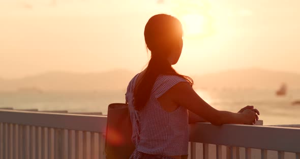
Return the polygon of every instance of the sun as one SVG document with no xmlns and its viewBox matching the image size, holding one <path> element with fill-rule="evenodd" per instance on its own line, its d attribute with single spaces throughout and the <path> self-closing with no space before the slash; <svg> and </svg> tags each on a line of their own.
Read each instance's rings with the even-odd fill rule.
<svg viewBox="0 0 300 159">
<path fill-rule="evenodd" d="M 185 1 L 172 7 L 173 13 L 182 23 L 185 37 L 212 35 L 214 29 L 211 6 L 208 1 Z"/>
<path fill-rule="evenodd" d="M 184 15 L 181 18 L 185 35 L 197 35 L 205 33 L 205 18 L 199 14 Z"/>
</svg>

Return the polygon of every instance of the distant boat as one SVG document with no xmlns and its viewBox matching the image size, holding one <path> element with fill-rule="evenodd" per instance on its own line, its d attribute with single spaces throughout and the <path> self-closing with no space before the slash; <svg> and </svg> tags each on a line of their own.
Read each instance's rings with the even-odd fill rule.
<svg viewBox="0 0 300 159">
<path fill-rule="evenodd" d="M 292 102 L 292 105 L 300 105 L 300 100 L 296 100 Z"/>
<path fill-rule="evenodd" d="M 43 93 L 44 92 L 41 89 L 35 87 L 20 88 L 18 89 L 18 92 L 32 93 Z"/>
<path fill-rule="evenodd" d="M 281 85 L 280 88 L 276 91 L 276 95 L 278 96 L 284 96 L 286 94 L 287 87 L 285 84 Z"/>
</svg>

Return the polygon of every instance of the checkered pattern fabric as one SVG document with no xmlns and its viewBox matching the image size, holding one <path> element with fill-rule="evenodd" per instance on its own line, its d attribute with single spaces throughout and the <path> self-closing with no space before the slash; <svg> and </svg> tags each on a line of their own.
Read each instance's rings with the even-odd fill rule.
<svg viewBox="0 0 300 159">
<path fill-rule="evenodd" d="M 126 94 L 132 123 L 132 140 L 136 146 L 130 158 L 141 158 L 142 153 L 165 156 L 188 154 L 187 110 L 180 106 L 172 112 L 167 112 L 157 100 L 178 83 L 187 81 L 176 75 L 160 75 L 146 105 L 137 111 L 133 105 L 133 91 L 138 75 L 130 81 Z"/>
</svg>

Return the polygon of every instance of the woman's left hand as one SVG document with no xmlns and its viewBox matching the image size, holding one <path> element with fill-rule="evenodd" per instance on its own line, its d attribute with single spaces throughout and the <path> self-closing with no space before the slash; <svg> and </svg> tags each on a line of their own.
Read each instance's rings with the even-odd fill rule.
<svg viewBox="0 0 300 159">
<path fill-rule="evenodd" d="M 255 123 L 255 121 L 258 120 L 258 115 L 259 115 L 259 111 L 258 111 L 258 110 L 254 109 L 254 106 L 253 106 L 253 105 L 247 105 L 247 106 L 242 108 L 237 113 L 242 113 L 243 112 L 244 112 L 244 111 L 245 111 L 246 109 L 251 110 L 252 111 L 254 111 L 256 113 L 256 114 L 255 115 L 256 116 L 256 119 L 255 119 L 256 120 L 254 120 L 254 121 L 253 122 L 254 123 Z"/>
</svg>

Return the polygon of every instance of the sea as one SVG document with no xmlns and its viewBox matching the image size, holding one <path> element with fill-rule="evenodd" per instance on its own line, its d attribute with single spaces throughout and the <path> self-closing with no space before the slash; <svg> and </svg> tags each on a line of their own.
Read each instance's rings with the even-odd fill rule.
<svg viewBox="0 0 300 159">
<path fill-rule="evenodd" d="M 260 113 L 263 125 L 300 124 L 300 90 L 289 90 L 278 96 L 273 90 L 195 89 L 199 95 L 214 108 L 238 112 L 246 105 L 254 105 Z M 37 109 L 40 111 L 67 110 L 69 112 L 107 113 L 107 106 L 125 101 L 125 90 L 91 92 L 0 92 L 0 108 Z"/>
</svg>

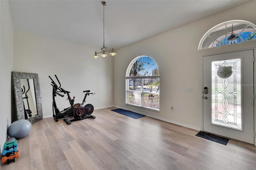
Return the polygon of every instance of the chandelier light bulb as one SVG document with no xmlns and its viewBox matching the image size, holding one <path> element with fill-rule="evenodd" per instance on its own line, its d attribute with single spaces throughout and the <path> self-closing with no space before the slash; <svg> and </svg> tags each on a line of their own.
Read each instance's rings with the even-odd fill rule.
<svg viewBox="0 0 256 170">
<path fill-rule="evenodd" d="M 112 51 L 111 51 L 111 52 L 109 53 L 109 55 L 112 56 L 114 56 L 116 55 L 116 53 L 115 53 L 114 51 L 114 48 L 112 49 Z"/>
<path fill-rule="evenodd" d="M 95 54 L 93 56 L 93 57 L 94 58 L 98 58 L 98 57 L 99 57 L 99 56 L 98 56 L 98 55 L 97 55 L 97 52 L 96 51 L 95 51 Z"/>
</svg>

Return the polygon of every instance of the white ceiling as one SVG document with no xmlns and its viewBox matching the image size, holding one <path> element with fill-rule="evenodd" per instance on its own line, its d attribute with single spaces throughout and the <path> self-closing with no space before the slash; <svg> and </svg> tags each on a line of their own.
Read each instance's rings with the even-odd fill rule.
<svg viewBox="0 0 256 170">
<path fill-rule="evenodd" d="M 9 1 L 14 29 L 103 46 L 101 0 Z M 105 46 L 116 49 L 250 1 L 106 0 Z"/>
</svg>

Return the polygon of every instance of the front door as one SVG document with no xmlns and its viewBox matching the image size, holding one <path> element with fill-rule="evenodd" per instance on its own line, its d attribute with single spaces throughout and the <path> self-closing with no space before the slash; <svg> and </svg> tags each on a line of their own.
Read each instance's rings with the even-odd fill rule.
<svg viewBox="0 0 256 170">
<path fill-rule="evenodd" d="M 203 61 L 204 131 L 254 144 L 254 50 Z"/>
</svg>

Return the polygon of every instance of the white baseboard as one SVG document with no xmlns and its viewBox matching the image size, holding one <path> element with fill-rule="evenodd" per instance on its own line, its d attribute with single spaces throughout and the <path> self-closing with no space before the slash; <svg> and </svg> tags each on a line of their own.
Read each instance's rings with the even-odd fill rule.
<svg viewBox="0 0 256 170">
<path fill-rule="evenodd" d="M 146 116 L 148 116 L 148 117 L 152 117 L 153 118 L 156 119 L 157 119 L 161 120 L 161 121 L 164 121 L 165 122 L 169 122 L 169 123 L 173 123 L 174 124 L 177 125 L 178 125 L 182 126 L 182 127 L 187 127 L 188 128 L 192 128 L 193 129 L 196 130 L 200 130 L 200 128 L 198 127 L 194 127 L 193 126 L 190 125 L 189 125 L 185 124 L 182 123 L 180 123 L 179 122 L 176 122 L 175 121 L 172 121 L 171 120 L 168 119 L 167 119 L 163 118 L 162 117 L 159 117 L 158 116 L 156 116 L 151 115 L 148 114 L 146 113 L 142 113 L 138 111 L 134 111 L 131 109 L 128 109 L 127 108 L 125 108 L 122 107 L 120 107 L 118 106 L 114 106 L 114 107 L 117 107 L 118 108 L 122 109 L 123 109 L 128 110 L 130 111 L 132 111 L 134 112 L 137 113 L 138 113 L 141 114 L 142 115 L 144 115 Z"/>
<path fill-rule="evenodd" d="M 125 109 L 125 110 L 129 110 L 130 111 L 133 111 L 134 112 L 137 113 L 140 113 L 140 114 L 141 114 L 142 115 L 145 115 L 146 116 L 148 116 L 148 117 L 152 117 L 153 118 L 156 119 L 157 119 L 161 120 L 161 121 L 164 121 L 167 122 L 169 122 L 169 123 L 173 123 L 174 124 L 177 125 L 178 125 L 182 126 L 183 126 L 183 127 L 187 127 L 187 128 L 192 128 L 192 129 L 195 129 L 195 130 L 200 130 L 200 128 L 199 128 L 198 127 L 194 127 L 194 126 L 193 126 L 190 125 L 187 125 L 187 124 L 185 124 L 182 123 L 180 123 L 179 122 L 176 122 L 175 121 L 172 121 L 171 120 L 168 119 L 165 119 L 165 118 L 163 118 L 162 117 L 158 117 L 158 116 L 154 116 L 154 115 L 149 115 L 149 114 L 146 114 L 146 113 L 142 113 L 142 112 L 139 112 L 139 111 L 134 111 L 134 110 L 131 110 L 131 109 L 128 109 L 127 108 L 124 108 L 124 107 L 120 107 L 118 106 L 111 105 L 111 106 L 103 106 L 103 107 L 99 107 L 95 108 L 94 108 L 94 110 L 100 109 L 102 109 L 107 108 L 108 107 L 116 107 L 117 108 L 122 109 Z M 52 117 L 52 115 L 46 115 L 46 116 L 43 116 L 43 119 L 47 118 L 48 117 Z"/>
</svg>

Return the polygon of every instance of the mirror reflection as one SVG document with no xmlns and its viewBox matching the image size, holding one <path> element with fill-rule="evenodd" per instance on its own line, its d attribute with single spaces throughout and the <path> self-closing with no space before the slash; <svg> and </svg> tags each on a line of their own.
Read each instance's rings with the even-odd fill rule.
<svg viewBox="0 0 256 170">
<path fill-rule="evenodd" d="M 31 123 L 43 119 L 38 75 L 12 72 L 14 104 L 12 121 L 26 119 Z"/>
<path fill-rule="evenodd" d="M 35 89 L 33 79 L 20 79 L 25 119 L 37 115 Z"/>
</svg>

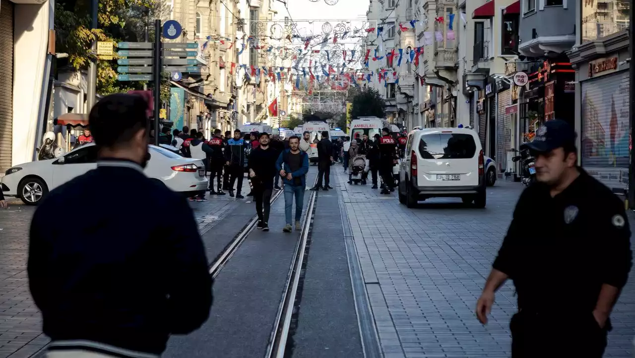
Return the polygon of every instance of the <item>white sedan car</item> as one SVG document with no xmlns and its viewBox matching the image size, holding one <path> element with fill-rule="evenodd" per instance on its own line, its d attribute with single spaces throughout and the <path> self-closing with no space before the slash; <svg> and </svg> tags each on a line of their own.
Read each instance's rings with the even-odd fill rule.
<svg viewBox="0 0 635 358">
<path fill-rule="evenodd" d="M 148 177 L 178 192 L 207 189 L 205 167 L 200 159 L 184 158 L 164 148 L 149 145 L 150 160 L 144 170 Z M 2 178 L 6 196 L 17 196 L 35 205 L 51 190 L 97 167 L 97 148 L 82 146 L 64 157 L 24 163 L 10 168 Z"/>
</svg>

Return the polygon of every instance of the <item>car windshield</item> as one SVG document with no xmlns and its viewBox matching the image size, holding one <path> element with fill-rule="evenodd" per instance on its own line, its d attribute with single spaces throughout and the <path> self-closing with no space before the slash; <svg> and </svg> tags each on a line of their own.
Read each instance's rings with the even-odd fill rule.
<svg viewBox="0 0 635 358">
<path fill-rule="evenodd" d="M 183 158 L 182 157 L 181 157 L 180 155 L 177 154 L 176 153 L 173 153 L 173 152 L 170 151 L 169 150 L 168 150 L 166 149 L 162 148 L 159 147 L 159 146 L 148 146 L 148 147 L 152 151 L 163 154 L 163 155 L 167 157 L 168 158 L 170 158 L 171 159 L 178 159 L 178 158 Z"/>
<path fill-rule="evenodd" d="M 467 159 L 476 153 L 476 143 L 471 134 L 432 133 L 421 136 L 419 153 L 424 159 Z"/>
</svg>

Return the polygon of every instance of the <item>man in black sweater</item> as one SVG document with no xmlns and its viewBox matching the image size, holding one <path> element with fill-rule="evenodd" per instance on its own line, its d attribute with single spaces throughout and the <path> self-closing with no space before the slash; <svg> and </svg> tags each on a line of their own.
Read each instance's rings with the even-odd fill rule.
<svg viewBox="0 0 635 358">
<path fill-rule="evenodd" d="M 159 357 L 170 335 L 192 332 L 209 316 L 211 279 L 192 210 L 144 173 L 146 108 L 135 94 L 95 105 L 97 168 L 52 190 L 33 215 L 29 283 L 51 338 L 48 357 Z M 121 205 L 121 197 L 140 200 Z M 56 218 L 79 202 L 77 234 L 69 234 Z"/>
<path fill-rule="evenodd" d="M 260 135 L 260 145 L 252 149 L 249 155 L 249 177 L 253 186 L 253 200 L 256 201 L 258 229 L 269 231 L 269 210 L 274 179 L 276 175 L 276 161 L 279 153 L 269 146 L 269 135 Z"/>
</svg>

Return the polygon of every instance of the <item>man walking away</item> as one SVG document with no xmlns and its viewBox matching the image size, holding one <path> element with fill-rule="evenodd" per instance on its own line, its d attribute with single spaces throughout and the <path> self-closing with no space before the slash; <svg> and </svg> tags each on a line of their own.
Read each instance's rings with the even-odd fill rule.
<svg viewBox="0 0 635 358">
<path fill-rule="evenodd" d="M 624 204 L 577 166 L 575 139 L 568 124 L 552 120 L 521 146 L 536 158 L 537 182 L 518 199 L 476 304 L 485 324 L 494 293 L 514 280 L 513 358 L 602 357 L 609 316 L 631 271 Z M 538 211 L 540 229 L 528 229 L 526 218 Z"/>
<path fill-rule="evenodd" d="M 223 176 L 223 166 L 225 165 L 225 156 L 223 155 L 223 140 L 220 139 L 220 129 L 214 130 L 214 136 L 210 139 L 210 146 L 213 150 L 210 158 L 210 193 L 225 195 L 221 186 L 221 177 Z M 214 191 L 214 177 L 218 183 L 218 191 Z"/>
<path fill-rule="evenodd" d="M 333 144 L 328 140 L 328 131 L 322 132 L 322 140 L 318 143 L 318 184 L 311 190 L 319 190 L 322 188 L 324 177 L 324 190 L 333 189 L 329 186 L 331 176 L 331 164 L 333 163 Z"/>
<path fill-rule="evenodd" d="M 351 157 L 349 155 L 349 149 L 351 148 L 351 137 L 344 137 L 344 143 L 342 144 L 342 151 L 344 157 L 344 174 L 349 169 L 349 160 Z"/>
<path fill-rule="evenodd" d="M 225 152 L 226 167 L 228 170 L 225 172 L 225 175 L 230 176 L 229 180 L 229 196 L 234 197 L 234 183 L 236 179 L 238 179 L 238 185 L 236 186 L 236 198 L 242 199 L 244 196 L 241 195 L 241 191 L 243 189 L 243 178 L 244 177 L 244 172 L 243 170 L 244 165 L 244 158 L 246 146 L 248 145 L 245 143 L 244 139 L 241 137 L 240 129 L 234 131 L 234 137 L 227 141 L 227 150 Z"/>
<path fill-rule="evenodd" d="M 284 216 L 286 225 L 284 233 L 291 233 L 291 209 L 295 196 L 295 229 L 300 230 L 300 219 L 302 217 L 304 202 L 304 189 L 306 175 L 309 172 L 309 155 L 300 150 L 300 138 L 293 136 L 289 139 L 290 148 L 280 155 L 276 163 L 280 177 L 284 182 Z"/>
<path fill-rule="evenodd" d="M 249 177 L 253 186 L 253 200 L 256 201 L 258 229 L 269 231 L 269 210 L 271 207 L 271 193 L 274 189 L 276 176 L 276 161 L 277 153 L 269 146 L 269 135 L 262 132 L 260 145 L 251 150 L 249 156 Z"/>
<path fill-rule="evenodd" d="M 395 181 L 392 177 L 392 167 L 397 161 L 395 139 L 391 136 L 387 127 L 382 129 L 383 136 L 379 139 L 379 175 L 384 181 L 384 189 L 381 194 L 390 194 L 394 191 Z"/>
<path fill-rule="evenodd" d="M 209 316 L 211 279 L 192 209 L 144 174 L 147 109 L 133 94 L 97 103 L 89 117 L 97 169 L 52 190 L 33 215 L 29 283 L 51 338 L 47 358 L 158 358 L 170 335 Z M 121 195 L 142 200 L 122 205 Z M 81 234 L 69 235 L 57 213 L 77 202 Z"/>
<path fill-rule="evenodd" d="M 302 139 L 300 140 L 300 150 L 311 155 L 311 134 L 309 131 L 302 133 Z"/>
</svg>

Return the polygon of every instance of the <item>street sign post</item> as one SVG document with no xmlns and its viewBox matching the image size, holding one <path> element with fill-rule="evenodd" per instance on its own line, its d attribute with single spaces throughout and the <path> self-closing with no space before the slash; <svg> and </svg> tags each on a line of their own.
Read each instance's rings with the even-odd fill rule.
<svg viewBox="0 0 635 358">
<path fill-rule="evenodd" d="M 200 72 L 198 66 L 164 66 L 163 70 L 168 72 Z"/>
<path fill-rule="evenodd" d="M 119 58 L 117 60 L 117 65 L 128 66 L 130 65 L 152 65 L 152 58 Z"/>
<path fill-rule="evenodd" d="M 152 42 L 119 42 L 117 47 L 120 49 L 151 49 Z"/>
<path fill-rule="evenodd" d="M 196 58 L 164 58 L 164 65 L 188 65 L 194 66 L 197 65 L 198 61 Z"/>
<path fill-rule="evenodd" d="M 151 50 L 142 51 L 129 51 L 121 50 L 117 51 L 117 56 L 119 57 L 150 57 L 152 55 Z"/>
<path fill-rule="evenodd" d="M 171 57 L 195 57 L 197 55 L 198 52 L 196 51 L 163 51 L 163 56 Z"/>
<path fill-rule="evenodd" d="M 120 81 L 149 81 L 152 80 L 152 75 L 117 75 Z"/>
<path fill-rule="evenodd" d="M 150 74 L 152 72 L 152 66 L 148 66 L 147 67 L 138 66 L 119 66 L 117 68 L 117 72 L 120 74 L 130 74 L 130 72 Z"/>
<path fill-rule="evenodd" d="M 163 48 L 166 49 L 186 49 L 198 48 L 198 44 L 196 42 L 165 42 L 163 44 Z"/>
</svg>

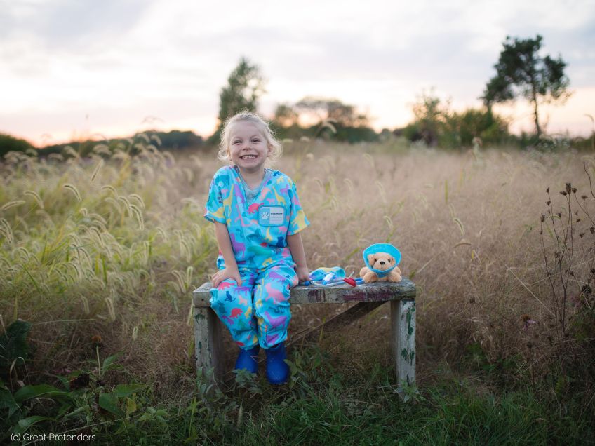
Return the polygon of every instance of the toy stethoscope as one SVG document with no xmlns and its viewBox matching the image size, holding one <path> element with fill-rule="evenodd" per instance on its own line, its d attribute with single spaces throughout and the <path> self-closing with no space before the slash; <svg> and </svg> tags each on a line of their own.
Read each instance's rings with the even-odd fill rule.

- - -

WORK INSTRUCTIONS – Could you copy out, character for character, the stretch of the material above from the line containing "Return the polygon of every instance of the chandelier" through the line containing "112 51 L 111", with both of those lines included?

ANSWER FOR THIS EXERCISE –
Return the polygon of every instance of the chandelier light bulb as one SVG document with no xmlns and its viewBox matching the image size, holding one <path> element with fill-rule="evenodd" per instance on its own line, its d attribute with single spaces throughout and the <path> self-closing with no space before the slash; <svg> and </svg> tags each on a line of their own.
Read each instance's rings with the even-odd fill rule.
<svg viewBox="0 0 256 170">
<path fill-rule="evenodd" d="M 112 51 L 111 51 L 111 52 L 109 53 L 109 55 L 112 56 L 114 56 L 116 55 L 116 53 L 115 53 L 114 51 L 114 48 L 112 49 Z"/>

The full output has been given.